Below are some lines of data. Return all of them as they are.

__SUPPLIED ENTRIES__
######

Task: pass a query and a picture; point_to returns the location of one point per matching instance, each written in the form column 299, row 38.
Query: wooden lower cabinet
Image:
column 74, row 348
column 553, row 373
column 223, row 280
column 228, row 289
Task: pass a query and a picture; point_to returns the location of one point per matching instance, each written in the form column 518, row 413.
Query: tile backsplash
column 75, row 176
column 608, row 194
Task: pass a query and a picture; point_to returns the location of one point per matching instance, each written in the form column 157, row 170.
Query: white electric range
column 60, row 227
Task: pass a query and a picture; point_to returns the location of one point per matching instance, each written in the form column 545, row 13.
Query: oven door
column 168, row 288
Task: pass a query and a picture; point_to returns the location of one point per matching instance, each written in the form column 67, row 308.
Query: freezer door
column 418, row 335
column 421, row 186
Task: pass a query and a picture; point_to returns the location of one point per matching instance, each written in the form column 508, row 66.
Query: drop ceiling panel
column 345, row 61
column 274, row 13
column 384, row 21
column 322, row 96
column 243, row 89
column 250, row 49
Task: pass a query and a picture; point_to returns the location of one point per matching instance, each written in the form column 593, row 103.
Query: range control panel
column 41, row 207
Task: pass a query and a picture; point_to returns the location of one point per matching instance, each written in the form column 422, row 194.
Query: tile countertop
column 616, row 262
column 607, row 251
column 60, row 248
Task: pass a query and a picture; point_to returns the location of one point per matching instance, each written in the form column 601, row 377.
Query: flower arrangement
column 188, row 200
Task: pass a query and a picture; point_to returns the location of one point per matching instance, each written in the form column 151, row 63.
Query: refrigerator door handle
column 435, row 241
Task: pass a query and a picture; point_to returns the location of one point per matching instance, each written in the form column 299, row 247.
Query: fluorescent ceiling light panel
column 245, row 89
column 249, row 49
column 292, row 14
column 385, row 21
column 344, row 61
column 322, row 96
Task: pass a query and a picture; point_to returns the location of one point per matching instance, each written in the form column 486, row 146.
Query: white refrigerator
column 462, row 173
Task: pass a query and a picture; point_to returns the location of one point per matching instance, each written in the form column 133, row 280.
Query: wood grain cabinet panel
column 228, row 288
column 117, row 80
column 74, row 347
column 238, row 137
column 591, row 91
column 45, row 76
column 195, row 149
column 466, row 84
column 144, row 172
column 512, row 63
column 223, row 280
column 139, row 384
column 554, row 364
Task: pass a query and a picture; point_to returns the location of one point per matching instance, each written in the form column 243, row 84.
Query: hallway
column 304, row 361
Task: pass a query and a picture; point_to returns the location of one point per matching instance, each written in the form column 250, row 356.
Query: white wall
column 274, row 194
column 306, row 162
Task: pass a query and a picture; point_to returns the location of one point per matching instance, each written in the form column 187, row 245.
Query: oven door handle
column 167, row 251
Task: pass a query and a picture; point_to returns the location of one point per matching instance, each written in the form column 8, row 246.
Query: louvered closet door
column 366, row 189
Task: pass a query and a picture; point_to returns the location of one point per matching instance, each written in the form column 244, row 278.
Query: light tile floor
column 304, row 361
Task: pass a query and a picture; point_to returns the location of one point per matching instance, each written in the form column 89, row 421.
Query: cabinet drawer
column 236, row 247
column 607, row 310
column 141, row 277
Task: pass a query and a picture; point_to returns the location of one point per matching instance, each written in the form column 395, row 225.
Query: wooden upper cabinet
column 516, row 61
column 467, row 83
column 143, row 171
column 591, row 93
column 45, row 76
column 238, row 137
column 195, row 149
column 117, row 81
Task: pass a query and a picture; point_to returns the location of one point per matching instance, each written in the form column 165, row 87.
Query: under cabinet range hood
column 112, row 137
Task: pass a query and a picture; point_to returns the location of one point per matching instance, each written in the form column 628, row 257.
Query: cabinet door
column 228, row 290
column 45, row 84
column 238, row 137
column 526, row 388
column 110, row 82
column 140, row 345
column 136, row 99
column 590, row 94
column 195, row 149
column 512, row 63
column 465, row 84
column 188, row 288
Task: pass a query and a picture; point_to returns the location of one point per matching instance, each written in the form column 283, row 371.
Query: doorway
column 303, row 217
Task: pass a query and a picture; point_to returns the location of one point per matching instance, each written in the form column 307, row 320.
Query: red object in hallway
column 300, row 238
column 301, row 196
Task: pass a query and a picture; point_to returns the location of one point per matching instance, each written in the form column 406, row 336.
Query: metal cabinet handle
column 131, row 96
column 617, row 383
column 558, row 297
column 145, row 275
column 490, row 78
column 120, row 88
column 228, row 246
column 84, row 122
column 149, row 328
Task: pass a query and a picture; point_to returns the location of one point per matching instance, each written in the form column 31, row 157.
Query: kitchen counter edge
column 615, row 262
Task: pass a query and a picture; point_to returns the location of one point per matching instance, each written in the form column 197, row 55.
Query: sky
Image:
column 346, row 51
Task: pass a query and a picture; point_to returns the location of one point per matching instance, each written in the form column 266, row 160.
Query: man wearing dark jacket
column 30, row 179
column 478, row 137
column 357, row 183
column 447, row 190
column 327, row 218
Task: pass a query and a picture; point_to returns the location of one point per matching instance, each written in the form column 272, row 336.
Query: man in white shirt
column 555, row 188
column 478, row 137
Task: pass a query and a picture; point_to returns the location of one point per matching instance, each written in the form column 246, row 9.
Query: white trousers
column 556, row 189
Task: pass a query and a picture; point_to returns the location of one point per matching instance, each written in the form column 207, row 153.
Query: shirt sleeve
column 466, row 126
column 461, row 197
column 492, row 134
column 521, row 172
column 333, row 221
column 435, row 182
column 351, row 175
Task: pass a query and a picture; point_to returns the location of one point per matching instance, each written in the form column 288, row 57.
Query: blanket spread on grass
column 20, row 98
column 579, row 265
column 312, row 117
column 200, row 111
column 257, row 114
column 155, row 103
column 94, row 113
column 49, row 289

######

__OUTPUT OF THE TASK__
Task: pass a query and a picture; point_to returns the location of one point per matching instance, each written in the form column 299, row 38.
Query: wooden lower cabinet
Image:
column 74, row 348
column 553, row 373
column 223, row 280
column 228, row 289
Task: pass a query and a picture; point_to returns the location of one point per matching instance, each written in the form column 518, row 413.
Query: tile backsplash
column 75, row 176
column 608, row 194
Task: pass a query and a picture; point_to returns the location of one point per matching instance, each written in the form column 157, row 170.
Query: white electric range
column 60, row 227
Task: pass a query and a picture; point_to returns the location of one point per matching instance, each written in the form column 545, row 13.
Query: oven door
column 168, row 288
Task: pass a query and a picture; point_to returns the location of one point per matching instance, each written in the form column 67, row 308.
Query: freezer door
column 418, row 335
column 421, row 186
Task: pass a query and a picture; point_to returns the location of one point per matching instance, each written in the form column 508, row 66.
Query: drop ceiling panel
column 345, row 61
column 274, row 13
column 384, row 21
column 322, row 96
column 243, row 89
column 250, row 49
Task: pass a query and a picture; point_to returns the location of one point per matching instance, each written in the form column 593, row 103.
Query: range control panel
column 41, row 207
Task: pass a query and a picture; point_to returns the location of one point per matching instance, each written in the form column 422, row 194.
Query: tile countertop
column 616, row 262
column 607, row 251
column 60, row 248
Task: pass a query and a picture; point_to returns the location of one point per matching instance, each written in the form column 601, row 377.
Query: flower arrangement
column 188, row 200
Task: pass a query and a picture; point_to returns the location of one point per matching instance, each written in the form column 151, row 63.
Query: refrigerator door handle
column 435, row 241
Task: pass a query and a picture; point_to returns the location of one point per matching instance, each written in the form column 299, row 247.
Query: fluorescent ceiling light panel
column 245, row 89
column 249, row 49
column 292, row 14
column 385, row 21
column 344, row 61
column 322, row 96
Task: pass a query and a picture; point_to returns the location of one point per matching instance, each written in the form column 486, row 146.
Query: white refrigerator
column 462, row 173
Task: pass a query and a picture; point_to returns the location of one point per matching instance, each written in the form column 133, row 280.
Query: wood grain cabinet panel
column 228, row 288
column 117, row 80
column 74, row 347
column 238, row 137
column 591, row 91
column 45, row 76
column 195, row 149
column 466, row 84
column 144, row 172
column 512, row 63
column 223, row 280
column 139, row 384
column 554, row 364
Task: pass a query and a picture; point_to returns the location of one point per matching instance, each written in the form column 243, row 84.
Query: hallway
column 304, row 361
Task: pass a query and a picture; point_to returns the location of one point per matching instance, each written in the form column 250, row 356.
Query: white wall
column 274, row 194
column 306, row 162
Task: pass a query and a picture; point_to returns the location of one point per matching instance, each written in the form column 187, row 245.
Query: oven door handle
column 167, row 251
Task: pass a query and a picture; point_to returns the location of one point per matching instance, each written in the form column 8, row 246.
Query: louvered closet door
column 366, row 189
Task: pass a query and a picture; point_to returns the location of one point per matching instance, each written in the form column 244, row 278.
Query: light tile floor
column 304, row 361
Task: pass a query and a picture; point_to returns the location of one point per matching instance, each written in the form column 89, row 421.
Query: cabinet drawer
column 236, row 247
column 607, row 310
column 141, row 277
Task: pass a query and a picture; point_to returns the location of one point per matching instance, each written in the form column 395, row 225.
Query: wooden upper cabinet
column 516, row 61
column 467, row 83
column 143, row 171
column 591, row 93
column 45, row 76
column 238, row 137
column 195, row 149
column 117, row 81
Task: pass a query and a picture; point_to returns the location of one point per matching instance, each written in the form column 165, row 87.
Query: under cabinet range hood
column 112, row 137
Task: pass a query and a picture; point_to returns the location of one point per matching instance, each written in the form column 628, row 257.
Query: cabinet door
column 228, row 290
column 45, row 84
column 238, row 137
column 526, row 388
column 110, row 82
column 140, row 345
column 136, row 99
column 590, row 94
column 195, row 149
column 512, row 63
column 465, row 84
column 188, row 288
Task: pass a query and a picture; point_to returns the location of one point per matching instance, each written in the form column 283, row 371.
Query: doorway
column 303, row 217
Task: pass a query and a picture; point_to returns the location of one point per matching instance, each written in the form column 307, row 320.
Query: red object in hallway
column 300, row 238
column 301, row 196
Task: pass a query and a picture; point_to returns the location of one point per matching instance, each written in the form column 406, row 336.
Query: metal cabinet handle
column 131, row 96
column 617, row 383
column 558, row 297
column 145, row 275
column 490, row 78
column 120, row 88
column 228, row 246
column 84, row 122
column 149, row 328
Task: pass a query and a picture; point_to returns the location of one point per matching instance, each written in the form column 31, row 157.
Query: kitchen counter edge
column 615, row 262
Task: pass a query and a picture; point_to returns the location of one point per matching instance, each written in the form column 197, row 55.
Query: sky
Image:
column 346, row 51
Task: pass a query and a picture; point_to returns the location of one point per matching instance, each written in the form column 266, row 160.
Query: man wearing dark jacket
column 30, row 179
column 478, row 137
column 357, row 183
column 447, row 190
column 327, row 218
Task: pass a query and a picture; point_to returns the location of one point per matching instance, each written in the form column 272, row 336.
Query: man in white shirt
column 555, row 188
column 478, row 137
Task: pass a query and a picture; point_to returns the location of one point per matching instance, each written in the form column 246, row 9.
Query: white trousers
column 556, row 189
Task: pass a query and a picture; point_to returns the location of one point per matching instance, each written in the form column 207, row 153.
Query: shirt sleeve
column 466, row 126
column 461, row 197
column 492, row 134
column 521, row 172
column 333, row 221
column 435, row 182
column 351, row 175
Task: pass a query and a picture; point_to returns the location of one point per matching instance, each written in the form column 288, row 57.
Query: blanket spread on grass
column 20, row 98
column 579, row 265
column 312, row 117
column 200, row 111
column 257, row 114
column 155, row 103
column 94, row 113
column 49, row 289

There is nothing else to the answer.